5: Waves

The wave equation

The general form of the wave equation is: $\Box u=0$, or:

$$\nabla^2u-\frac{1}{v^2}\frac{\partial^2 u}{\partial t^2}=\frac{\partial^2 u}{\partial x^2}+\frac{\partial^2 u}{\partial y^2}+\frac{\partial^2 u}{\partial z^2}-\frac{1}{v^2}\frac{\partial^2 u}{\partial t^2}=0$$

where $u$ is the disturbance and $v$ the propagation velocity. In general $v=f\lambda$ holds. By definition $k\lambda=2\pi$ and $\omega=2\pi f$.

In principle, there are two types of waves:

1. Longitudinal waves: for these  $\vec{k}\parallel\vec{v}\parallel\vec{u}$ holds.
2. Transversal waves: for these $\vec{k}\parallel\vec{v}\perp\vec{u}$. holds

The phase velocity is given by $v_{\rm ph}=\omega/k$. The group velocity is given by:

$$v_{\rm g}=\frac{d\omega}{dk}=v_{\rm ph}+k\frac{dv_{\rm ph}}{dk}= v_{\rm ph}\left(1-\frac{k}{n}\frac{dn}{dk}\right)$$

where $n$ is the refractive index of the medium. If $v_{\rm ph}$ does not depend on $\omega$ then: $v_{\rm ph}=v_{\rm g}$. In a dispersive medium it is possible that $v_{\rm g}>v_{\rm ph}$ or $v_{\rm g}<v_{\rm ph}$, and $v_{\rm g}\cdot v_{\rm f}=c^2$. If one wants to transfer information with a wave, e.g. by modulation of an EM wave, the information travels with the velocity at which a change in the electromagnetic field propagates. This velocity is often almost equal to the group velocity.

For some media, the propagation velocity follows from:

• Pressure waves in a liquid or gas: $v=\sqrt{\kappa/\varrho}$, where $\kappa$ is the modulus of compression.
• Further for pressure waves in a gas: $v=\sqrt{\gamma p/\varrho}=\sqrt{\gamma RT/M}$.
• Pressure waves in a thin solid bar with diameter $<<\lambda$: $v=\sqrt{E/\varrho}$
• Waves in a string: $v=\sqrt{F_{\rm span}l/m}$
• Surface waves on a liquid: $\displaystyle v=\sqrt{\left(\frac{g\lambda}{2\pi}+ \frac{2\pi\gamma}{\varrho\lambda}\right)\tanh\left(\frac{2\pi h}{\lambda}\right)}$
  where $h$ is the depth of the liquid and $\gamma$ the surface tension. If $h\ll\lambda$ then $v\approx\sqrt{gh}$ holds.

-- -- --

* _WHAT YOU SHOULD DO_: Please repeat the waves text word for word, starting at "In principle, there" and ending at "the group velocity.". The lines that come next are separate material, apart from the waves text.

* _MATERIAL PROVIDED_:
-- -- --

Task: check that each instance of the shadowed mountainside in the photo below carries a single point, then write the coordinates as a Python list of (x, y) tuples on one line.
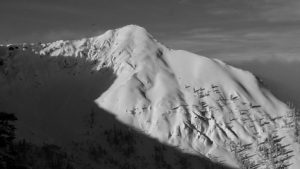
[(53, 98)]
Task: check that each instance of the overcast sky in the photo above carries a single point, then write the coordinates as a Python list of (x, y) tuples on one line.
[(226, 29)]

-- -- --

* _RESULT OF THIS TASK_:
In principle, there are two types of waves:

1. Longitudinal waves: for these  $\vec{k}\parallel\vec{v}\parallel\vec{u}$ holds.
2. Transversal waves: for these $\vec{k}\parallel\vec{v}\perp\vec{u}$. holds

The phase velocity is given by $v_{\rm ph}=\omega/k$. The group velocity is given by:

$$v_{\rm g}=\frac{d\omega}{dk}=v_{\rm ph}+k\frac{dv_{\rm ph}}{dk}= v_{\rm ph}\left(1-\frac{k}{n}\frac{dn}{dk}\right)$$

where $n$ is the refractive index of the medium. If $v_{\rm ph}$ does not depend on $\omega$ then: $v_{\rm ph}=v_{\rm g}$. In a dispersive medium it is possible that $v_{\rm g}>v_{\rm ph}$ or $v_{\rm g}<v_{\rm ph}$, and $v_{\rm g}\cdot v_{\rm f}=c^2$. If one wants to transfer information with a wave, e.g. by modulation of an EM wave, the information travels with the velocity at which a change in the electromagnetic field propagates. This velocity is often almost equal to the group velocity.